Repeat the rows below word for word, from the very first one through the line that contains "[(480, 265)]", with both ends included. Leave the pictures out of your answer.
+---+
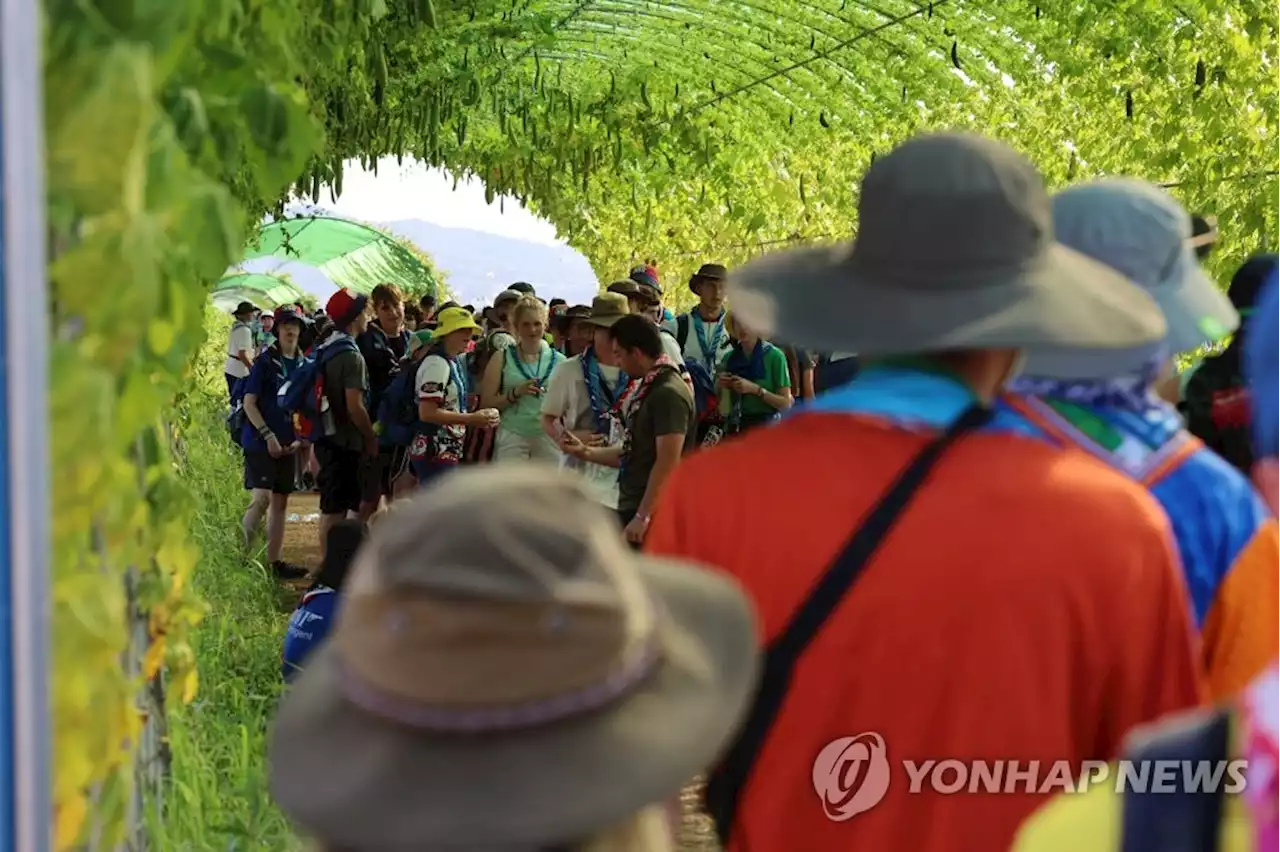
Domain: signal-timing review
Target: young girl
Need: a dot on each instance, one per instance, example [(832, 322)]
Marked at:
[(515, 381), (753, 378)]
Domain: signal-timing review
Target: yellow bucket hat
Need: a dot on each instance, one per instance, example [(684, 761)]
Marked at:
[(451, 320)]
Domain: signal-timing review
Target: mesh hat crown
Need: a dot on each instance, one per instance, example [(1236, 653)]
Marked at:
[(522, 595)]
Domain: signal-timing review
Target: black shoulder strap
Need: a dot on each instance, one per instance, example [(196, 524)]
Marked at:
[(726, 783), (1184, 820)]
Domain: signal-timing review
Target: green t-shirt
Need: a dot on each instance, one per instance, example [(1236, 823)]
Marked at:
[(343, 372), (777, 376)]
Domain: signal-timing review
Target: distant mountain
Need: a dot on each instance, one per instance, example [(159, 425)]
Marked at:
[(480, 265)]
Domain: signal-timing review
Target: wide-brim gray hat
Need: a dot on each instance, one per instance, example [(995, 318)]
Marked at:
[(955, 250), (426, 722), (1143, 233)]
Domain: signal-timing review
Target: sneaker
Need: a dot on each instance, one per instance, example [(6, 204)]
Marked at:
[(287, 571)]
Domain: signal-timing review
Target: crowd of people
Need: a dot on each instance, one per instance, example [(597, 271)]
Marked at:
[(996, 526)]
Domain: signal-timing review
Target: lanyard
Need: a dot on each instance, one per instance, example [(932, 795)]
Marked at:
[(536, 375), (709, 348), (598, 392), (460, 383)]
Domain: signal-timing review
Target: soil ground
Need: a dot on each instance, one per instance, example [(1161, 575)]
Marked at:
[(302, 548)]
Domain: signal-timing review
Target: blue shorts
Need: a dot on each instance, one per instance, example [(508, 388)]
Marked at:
[(426, 471)]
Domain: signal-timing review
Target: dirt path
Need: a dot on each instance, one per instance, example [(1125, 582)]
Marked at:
[(302, 548)]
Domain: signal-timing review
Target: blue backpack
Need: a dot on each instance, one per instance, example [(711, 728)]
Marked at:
[(304, 394), (397, 410)]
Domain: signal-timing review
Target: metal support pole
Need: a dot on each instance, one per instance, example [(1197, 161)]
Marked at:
[(26, 811)]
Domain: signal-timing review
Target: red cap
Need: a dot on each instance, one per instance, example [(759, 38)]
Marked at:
[(344, 306)]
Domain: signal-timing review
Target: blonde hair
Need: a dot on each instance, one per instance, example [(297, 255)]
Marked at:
[(528, 305)]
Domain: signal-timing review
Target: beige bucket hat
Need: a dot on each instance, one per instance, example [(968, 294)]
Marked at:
[(506, 672), (955, 250)]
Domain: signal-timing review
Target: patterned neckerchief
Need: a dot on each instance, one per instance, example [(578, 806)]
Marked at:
[(634, 395)]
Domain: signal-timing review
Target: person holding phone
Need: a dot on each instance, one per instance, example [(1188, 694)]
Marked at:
[(270, 444)]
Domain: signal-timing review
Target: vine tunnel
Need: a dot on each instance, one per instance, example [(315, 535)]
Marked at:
[(684, 131), (695, 128)]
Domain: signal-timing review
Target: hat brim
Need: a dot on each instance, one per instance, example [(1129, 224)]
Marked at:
[(824, 299), (1196, 314), (351, 779), (447, 330)]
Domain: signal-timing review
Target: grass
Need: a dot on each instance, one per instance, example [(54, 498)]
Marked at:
[(218, 797)]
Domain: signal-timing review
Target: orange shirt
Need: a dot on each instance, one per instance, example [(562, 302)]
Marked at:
[(1028, 605)]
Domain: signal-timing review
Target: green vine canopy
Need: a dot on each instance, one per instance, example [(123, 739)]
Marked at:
[(684, 131)]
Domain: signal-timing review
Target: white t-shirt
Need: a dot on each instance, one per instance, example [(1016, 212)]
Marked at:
[(241, 340), (566, 398), (435, 381)]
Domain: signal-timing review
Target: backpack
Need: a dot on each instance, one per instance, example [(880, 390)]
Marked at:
[(1185, 819), (304, 394), (397, 411), (681, 331), (237, 417), (832, 372), (481, 355)]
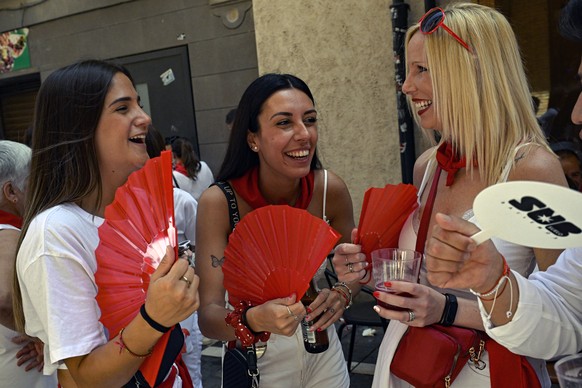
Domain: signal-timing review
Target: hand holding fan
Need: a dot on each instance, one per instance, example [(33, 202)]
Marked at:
[(138, 226), (384, 212), (273, 252), (529, 213)]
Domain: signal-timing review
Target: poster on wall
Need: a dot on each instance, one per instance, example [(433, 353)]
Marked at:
[(14, 53)]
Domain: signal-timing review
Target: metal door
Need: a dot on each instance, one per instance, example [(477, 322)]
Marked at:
[(163, 82)]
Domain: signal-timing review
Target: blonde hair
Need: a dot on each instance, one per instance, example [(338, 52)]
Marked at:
[(481, 98)]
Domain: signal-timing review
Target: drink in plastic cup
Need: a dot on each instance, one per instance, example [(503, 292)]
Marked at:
[(569, 371), (394, 264)]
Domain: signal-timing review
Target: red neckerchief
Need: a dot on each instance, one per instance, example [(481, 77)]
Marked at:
[(449, 161), (247, 186), (181, 169), (10, 219)]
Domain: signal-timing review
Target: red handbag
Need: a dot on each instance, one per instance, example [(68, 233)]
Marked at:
[(441, 350), (433, 356)]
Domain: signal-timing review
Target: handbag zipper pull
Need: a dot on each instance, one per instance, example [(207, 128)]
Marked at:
[(476, 358)]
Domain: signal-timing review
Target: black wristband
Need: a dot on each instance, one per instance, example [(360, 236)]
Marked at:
[(450, 311), (151, 322), (244, 321)]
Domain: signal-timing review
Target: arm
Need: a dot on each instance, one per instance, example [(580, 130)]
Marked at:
[(331, 304), (212, 232), (546, 306), (8, 242), (537, 164), (168, 301)]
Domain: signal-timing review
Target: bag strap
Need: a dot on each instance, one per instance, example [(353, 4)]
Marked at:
[(425, 219), (175, 180), (231, 200)]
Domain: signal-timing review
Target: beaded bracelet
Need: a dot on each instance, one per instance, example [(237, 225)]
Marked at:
[(343, 295), (123, 346), (349, 290), (155, 325), (498, 284), (241, 331)]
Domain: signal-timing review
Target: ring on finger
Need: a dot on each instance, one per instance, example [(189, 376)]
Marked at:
[(410, 316), (350, 267), (291, 314), (184, 278)]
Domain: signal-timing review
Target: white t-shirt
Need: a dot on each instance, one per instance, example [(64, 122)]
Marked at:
[(185, 208), (195, 187), (56, 265), (548, 319), (12, 375)]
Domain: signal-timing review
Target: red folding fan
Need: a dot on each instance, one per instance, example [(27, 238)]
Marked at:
[(138, 226), (273, 252), (384, 212)]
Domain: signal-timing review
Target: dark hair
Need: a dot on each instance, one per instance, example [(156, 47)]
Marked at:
[(184, 150), (69, 104), (155, 143), (230, 116), (571, 20), (64, 165), (239, 158)]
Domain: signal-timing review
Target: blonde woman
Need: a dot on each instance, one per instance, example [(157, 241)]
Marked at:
[(465, 80)]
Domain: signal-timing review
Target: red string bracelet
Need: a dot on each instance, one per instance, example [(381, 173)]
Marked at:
[(242, 332)]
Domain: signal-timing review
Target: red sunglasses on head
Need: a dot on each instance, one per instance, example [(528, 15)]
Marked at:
[(434, 19)]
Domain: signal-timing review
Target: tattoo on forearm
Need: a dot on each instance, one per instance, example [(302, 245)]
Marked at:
[(216, 262)]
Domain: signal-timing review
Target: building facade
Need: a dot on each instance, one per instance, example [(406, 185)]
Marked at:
[(192, 59)]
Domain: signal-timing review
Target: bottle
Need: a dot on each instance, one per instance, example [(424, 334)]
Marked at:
[(314, 341)]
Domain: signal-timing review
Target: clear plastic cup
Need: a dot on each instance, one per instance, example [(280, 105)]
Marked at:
[(394, 264)]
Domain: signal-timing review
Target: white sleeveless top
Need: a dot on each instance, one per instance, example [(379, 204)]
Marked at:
[(519, 258)]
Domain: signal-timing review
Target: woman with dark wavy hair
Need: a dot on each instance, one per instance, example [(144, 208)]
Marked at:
[(89, 136), (272, 159)]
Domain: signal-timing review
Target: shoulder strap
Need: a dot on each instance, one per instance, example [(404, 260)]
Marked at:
[(425, 220), (231, 200), (175, 180), (325, 195)]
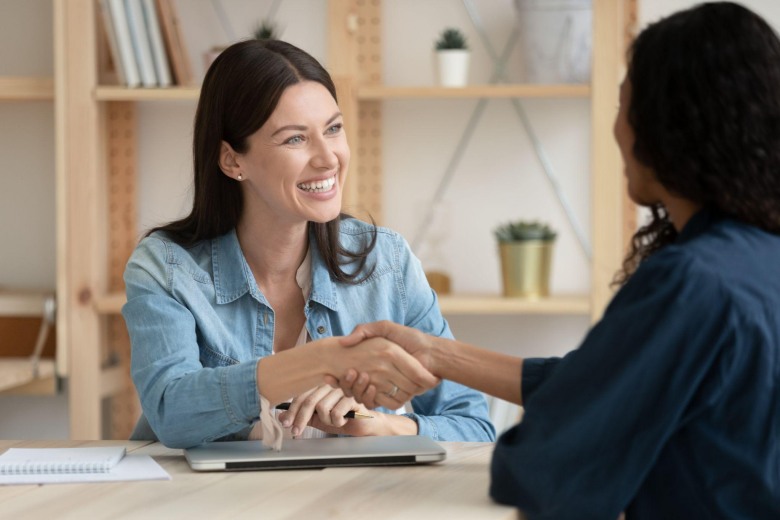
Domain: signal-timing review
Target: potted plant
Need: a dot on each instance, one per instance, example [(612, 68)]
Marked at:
[(452, 53), (525, 249), (266, 30)]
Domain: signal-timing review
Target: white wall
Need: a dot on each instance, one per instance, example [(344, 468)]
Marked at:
[(27, 245), (498, 178)]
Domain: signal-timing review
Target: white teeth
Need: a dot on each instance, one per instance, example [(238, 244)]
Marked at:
[(318, 186)]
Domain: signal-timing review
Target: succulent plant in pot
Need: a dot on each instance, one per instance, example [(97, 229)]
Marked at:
[(266, 30), (453, 55), (525, 250)]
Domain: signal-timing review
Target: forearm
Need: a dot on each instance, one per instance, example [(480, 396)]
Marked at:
[(286, 374), (490, 372)]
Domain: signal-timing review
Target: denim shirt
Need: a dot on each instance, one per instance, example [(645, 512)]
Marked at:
[(198, 325)]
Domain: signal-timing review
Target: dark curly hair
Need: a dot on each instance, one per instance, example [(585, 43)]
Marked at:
[(705, 111)]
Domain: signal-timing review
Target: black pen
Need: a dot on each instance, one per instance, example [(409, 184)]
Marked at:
[(352, 414)]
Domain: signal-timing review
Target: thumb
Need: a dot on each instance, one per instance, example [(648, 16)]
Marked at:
[(355, 337)]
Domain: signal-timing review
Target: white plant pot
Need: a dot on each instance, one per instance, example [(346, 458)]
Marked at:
[(453, 66)]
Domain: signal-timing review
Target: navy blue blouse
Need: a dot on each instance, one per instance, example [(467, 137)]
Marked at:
[(670, 408)]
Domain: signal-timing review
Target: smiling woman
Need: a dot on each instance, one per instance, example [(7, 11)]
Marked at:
[(266, 263)]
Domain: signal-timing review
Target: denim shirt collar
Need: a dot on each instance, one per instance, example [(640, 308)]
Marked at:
[(233, 278)]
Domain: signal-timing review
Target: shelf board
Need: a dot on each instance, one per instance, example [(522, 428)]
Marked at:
[(116, 93), (378, 92), (13, 88), (493, 304), (23, 303), (455, 304)]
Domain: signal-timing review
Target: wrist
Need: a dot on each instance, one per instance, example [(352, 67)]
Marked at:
[(400, 425)]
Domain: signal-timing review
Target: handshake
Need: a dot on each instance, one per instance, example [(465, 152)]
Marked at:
[(385, 364)]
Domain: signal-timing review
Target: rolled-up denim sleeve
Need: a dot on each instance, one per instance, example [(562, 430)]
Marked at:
[(451, 411), (176, 391)]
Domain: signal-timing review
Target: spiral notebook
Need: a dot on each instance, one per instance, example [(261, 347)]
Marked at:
[(44, 461)]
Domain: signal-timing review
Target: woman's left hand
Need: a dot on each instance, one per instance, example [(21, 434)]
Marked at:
[(324, 408)]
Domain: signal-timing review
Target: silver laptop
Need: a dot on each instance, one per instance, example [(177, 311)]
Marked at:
[(315, 453)]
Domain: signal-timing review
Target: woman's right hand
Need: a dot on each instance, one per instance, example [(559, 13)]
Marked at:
[(395, 375), (367, 388)]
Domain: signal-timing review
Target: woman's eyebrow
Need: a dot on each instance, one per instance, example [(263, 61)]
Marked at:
[(301, 128)]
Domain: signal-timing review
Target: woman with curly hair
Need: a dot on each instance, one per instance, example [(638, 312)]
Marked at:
[(670, 408)]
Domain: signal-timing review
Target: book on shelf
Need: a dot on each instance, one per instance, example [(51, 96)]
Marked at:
[(161, 65), (174, 42), (115, 65), (115, 20), (141, 43), (45, 461)]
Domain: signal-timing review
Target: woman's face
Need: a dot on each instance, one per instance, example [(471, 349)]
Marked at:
[(643, 188), (296, 163)]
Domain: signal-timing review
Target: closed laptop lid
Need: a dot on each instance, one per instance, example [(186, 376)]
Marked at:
[(315, 453)]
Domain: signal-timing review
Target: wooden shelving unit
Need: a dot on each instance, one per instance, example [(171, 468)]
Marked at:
[(96, 149), (114, 93), (378, 92), (26, 88)]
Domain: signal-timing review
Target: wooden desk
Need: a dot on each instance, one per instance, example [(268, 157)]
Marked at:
[(454, 489)]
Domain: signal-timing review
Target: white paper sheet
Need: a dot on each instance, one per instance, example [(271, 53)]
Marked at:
[(131, 467)]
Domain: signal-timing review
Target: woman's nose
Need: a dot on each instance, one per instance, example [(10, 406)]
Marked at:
[(323, 156)]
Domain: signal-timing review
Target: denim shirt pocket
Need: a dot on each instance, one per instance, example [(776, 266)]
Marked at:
[(212, 358)]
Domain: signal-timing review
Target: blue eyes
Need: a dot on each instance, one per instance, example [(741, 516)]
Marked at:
[(296, 139), (300, 139)]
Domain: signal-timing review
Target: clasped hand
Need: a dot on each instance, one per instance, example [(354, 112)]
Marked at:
[(385, 364)]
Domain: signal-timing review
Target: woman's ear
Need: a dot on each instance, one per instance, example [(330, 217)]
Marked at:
[(228, 162)]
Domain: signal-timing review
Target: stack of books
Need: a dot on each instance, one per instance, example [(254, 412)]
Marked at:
[(146, 43)]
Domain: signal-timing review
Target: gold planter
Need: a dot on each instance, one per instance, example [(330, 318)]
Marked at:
[(525, 268)]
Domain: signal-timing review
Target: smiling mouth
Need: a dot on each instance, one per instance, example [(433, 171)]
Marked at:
[(318, 186)]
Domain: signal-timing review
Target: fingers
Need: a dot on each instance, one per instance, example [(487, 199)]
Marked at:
+---+
SOLVED EXERCISE >>
Domain: signal-timing review
Target: young girl
Need: a dot on each instance, one per instance, example [(832, 322)]
Marked at:
[(515, 381), (753, 378)]
Domain: signal-timing review
Target: yellow bucket hat
Need: a dot on each instance, one per instance, example [(684, 761)]
Marked at:
[(451, 320)]
Domain: signal-timing review
Target: mesh hat crown
Need: a dot on each instance, one per instance, example [(1236, 653)]
Marked at:
[(522, 595)]
Domain: signal-timing review
Target: black shoulder strap
Need: a dot on each instance, one per instance, example [(196, 524)]
Marked at:
[(726, 783), (1184, 820)]
Domain: signal-timing review
Target: green t-shirt
Need: a dot on each instance, one per instance, example [(1236, 823)]
Marked at:
[(343, 372), (777, 376)]
Domain: signal-timing review
Target: distant mountain
Need: a dot on each instance, one per instance, example [(159, 425)]
Marked at:
[(480, 265)]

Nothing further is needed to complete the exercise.